■ **Document segment**:
-- Opening Marker --
Abstract

Abstract 3274

Background:

Cells from the monocytic lineage are known to play a central role in the immune defense against pathogens. In the adaptive immune response, they act as antigen presenting cells to trigger T and B cell responses. Monocytic cells also participate in innate immunity following recognition of pathogen-associated molecular patterns (PAMPs) such as bacterial lipopolysaccharides (LPS), which leads to their activation and release of very potent inflammatory mediators. The innate immune response thus needs to be tightly regulated to control not only its onset, but also its termination in order to avoid excessive inflammation. Recent studies have shown that the differentiation and functions of monocytic cells involve small RNA species, named microRNAs (miRNAs). MiRNAs are 21–23 nucleotide long single strand RNAs, which mainly cause gene silencing by degradation of target mRNAs or by inhibition of translation. Among them, miR-146a has captivated interest as it plays an important role in the negative regulation of acute inflammatory responses during activation of the innate immune system. In fact, it has been shown that miR-146a expression is gradually increased in THP-1 monocytic cells following stimulation with LPS or cytokines (e.g. IL-1β and TNF-α) via a NF-κB dependent pathway. MiR-146a inhibits the expression of IRAK1 and TRAF6 leading to the subsequent suppression of NF-κB activity. Consequently, the expression of NF-κB target genes such as IL-1β, TNF-α and PU.1 is suppressed. Therefore, miR146a controls NF-κB signaling via a negative feedback regulation loop and thus can be considered as an anti-inflammatory mediator. IVIg is a therapeutic preparation of polyclonal human IgG isolated from the plasma of thousands of healthy donors. IVIg is well known for its anti-inflammatory effects on a variety of immune cells and processes. More precisely, it has been shown to abrogate the capacity of monocyte-derived dendritic cells to secrete pro-inflammatory cytokines while increasing the expression of anti-inflammatory cytokines such as IL-10. We thus hypothesize that at least some of the anti-inflammatory effects of IVIg on monocytic cells could be triggered through the modulation of miR-146a expression.
-- Closing Marker --
(Region pointing data)
-- Opening Marker --
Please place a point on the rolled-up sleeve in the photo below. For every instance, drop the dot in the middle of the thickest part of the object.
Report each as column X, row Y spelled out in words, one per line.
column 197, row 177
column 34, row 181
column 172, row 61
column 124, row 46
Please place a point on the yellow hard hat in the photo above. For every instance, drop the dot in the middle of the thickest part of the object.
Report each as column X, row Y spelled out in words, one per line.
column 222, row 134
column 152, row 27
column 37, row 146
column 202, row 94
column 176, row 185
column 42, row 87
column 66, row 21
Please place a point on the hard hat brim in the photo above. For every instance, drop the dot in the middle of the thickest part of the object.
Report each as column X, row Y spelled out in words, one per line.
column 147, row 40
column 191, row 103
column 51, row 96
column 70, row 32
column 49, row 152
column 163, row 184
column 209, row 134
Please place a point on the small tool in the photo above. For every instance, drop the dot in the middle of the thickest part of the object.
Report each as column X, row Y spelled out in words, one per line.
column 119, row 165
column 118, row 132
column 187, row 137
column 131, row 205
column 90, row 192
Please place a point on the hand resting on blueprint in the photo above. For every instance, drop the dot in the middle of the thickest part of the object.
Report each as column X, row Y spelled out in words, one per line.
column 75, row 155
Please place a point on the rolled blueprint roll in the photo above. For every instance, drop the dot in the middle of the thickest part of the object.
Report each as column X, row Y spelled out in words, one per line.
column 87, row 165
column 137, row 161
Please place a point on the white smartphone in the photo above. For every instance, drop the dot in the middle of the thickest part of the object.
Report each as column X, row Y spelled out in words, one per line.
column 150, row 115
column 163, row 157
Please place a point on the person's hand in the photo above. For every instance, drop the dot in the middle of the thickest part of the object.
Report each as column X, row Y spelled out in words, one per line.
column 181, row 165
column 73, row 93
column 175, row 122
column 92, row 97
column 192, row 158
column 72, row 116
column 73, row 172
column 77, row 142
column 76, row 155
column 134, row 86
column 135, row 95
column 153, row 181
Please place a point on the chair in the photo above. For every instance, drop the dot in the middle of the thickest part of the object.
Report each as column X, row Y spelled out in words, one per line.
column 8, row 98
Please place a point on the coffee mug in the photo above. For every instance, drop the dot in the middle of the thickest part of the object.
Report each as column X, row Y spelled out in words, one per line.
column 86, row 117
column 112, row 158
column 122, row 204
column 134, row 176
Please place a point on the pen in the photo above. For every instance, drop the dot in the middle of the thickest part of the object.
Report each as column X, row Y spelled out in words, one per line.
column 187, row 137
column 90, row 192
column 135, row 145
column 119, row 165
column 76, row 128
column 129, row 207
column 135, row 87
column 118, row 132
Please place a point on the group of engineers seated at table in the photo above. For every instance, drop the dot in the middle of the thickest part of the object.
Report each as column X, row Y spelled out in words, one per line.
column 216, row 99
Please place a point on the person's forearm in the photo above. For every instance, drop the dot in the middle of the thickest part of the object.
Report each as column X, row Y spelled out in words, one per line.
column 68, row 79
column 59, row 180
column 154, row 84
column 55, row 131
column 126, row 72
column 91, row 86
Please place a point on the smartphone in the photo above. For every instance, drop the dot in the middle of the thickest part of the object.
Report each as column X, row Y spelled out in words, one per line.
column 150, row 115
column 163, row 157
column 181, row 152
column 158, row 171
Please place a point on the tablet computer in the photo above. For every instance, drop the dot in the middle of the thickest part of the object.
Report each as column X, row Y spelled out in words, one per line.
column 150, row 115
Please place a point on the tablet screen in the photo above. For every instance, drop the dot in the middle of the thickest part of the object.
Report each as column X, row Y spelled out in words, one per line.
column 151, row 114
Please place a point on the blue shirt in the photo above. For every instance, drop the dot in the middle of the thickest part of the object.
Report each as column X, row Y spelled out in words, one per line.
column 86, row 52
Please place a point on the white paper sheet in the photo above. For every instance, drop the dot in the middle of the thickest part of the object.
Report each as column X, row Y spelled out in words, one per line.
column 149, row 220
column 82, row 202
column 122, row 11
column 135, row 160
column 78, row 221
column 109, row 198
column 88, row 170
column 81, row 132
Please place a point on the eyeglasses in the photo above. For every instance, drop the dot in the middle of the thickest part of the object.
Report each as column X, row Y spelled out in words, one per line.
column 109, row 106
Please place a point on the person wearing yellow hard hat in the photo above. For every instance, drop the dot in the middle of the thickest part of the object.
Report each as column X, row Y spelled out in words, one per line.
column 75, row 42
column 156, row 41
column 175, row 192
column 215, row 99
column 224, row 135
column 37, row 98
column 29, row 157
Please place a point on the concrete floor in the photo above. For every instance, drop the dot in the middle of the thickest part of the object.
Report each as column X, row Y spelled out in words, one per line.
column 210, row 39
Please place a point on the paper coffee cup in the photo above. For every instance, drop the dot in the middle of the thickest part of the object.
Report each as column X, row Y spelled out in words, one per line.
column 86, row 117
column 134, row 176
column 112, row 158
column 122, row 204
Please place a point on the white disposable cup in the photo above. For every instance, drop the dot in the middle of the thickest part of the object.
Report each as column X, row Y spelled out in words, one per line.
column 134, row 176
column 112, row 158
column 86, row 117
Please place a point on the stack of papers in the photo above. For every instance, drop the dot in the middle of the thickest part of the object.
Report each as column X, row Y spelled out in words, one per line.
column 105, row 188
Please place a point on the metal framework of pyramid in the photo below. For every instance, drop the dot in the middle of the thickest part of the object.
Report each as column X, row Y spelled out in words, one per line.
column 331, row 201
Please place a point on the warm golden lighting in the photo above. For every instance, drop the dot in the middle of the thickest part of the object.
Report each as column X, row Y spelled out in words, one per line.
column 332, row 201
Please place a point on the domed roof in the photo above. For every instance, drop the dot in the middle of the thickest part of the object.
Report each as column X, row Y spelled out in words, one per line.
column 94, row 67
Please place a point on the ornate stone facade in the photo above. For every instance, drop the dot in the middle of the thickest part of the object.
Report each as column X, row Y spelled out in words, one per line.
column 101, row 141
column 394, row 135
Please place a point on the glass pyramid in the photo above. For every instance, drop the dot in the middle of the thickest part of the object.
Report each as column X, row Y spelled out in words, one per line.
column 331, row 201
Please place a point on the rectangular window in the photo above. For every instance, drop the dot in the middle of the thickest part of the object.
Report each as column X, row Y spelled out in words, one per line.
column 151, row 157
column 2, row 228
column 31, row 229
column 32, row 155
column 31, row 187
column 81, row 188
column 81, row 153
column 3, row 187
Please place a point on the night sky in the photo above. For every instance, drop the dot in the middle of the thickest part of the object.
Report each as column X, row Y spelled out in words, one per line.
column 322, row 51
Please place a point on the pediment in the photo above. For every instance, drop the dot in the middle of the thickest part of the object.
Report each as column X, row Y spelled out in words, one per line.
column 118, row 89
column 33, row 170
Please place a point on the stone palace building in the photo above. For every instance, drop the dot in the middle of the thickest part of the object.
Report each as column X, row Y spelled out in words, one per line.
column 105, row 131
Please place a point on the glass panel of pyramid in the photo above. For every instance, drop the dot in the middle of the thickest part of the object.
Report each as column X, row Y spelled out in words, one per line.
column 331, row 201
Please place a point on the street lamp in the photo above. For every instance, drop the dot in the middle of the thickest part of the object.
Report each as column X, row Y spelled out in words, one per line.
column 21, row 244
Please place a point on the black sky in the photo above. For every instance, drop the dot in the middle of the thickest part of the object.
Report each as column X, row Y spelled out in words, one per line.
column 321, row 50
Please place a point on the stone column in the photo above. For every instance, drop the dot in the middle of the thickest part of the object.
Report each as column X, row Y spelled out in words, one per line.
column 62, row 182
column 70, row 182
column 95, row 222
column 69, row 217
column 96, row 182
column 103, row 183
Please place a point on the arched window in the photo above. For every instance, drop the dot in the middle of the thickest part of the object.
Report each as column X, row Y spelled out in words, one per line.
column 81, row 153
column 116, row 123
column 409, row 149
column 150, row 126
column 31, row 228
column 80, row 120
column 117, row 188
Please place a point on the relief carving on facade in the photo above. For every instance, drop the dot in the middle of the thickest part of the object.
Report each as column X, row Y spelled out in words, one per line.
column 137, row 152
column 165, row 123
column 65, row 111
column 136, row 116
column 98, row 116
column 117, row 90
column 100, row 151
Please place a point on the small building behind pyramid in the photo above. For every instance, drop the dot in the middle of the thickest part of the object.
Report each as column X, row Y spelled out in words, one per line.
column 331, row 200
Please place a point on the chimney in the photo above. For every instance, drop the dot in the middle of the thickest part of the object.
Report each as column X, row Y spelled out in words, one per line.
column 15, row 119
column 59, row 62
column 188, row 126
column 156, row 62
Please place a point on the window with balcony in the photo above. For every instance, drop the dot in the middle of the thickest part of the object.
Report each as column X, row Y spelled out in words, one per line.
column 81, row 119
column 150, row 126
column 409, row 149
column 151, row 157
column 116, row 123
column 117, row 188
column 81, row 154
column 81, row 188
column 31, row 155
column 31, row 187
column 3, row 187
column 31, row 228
-- Closing Marker --
■ **What this exercise asks**:
(a) In the abstract on miR-146a and IVIg, how long are miRNAs?
(b) Condense the paragraph of the abstract on miR-146a and IVIg that begins "Cells from the monocytic lineage" into a bulleted list that keeps its main facts.

■ **Responses for each task**:
(a) They are 21–23 nucleotides long.

(b)
- Monocytic cells are central to immune defense against pathogens.
- In adaptive immunity, they present antigens to trigger T and B cell responses.
- In innate immunity, they are activated after recognizing PAMPs such as bacterial LPS, and they release potent inflammatory mediators.
- The innate response must be tightly regulated in its onset and its termination to avoid excessive inflammation.
- The differentiation and functions of monocytic cells involve microRNAs (miRNAs).
- miRNAs are 21–23 nucleotide single-strand RNAs that silence genes mainly by degrading target mRNAs or inhibiting translation.
- miR-146a negatively regulates acute inflammatory responses during innate immune activation.
- In THP-1 cells, miR-146a expression rises gradually after stimulation with LPS or cytokines (e.g. IL-1β, TNF-α) through an NF-κB dependent pathway.
- miR-146a inhibits IRAK1 and TRAF6, which suppresses NF-κB activity and its target genes (IL-1β, TNF-α, PU.1).
- miR-146a therefore controls NF-κB signaling through a negative feedback loop and can be considered an anti-inflammatory mediator.
- IVIg is a therapeutic preparation of polyclonal human IgG from the plasma of thousands of healthy donors, known for anti-inflammatory effects.
- IVIg has been shown to stop monocyte-derived dendritic cells from secreting pro-inflammatory cytokines while increasing anti-inflammatory cytokines such as IL-10.
- Hypothesis: some anti-inflammatory effects of IVIg on monocytic cells may be triggered by modulating miR-146a expression.